TEXT SHOWN START

Ottawa had its trucker demonstrations, New York had its hate crimes, but Arizona may be the angriest and most confused of them all.
Three Arizona men, congressional candidate Ron Watkins, Senate primary candidate Jim Lamon and Phoenix Bishop Thomas Olmsted, are causing a lot of headshaking in the Grand Canyon State and beyond.
Ron Watkins, apparently one of two original "Qs" of QAnon, is running for Congress in Arizona's First district.
Jim Lamon, a retired energy executive now in a Republican Senate Primary race, says he plans to "shoot straight" for Arizonians.
And Phoenix Bishop Thomas Olmsted, one of a few Catholic bishops who hoped to bar President Biden from the Communion rail, is recalling hundreds if not thousands of baptismal certificates because a Colombian-born priest used one different word.
Each is emblematic of a larger issue.
Take Ron Watkins. According to several linguistic analysts, he is a significant driver of QAnon, which in 2017 alleged that Satanists trafficked children from a Washington, D.C.-area pizzeria. Q's far-right theories, many aimed at Democrats, infect the internet.
QAnon attacked just about anything the Democratic Party supported, but by December 2020, after the presidential elections but before the Jan. 6 insurrection, Q went silent. Even so, its theories still echo across social media, and Watkins now presents his theories using Telegram.

TEXT SHOWN END

Using the text above on three Arizona men, answer the following:
(a) In which Arizona congressional district is Ron Watkins running?
(b) What was Jim Lamon's career before he entered the Republican Senate primary?
(c) Which platform does Watkins now use to present his theories?

PROVIDED MATERIAL START

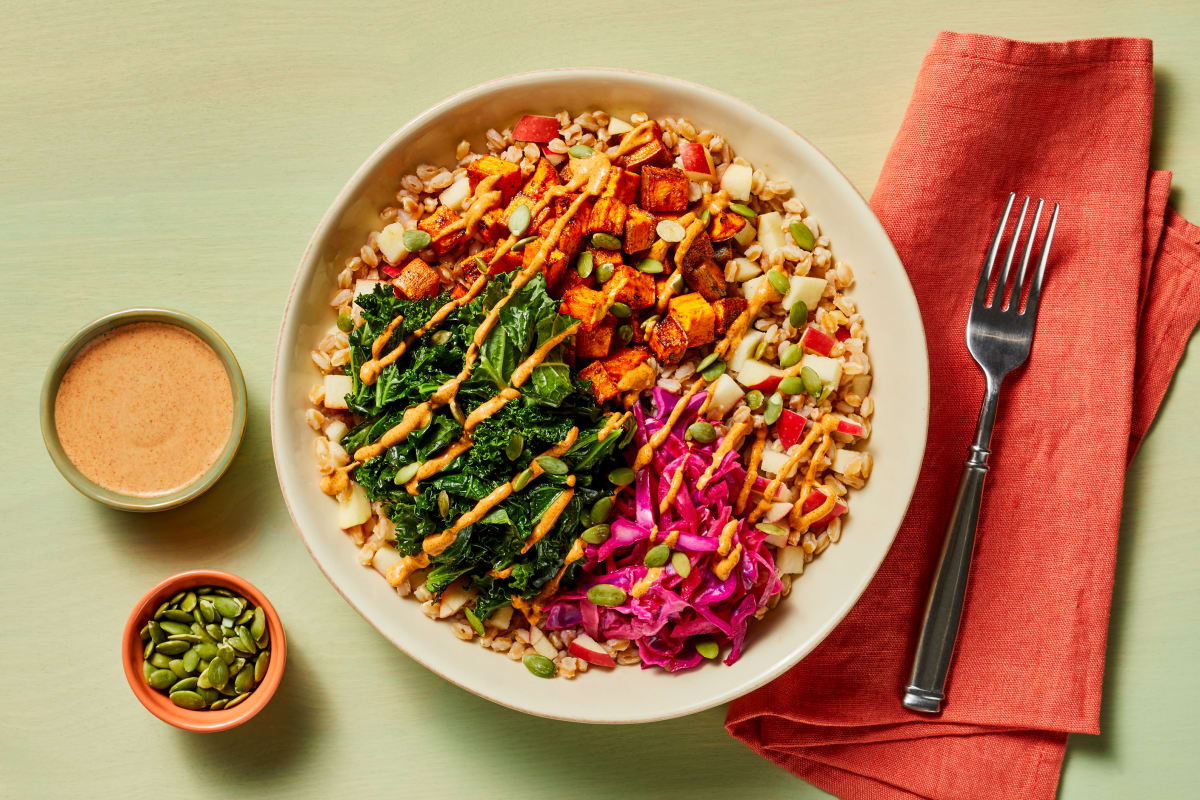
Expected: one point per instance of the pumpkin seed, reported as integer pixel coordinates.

PROVIDED MATERIAL END

→ **EXERCISE ANSWER**
(a) The First district
(b) He was an energy executive, now retired.
(c) Telegram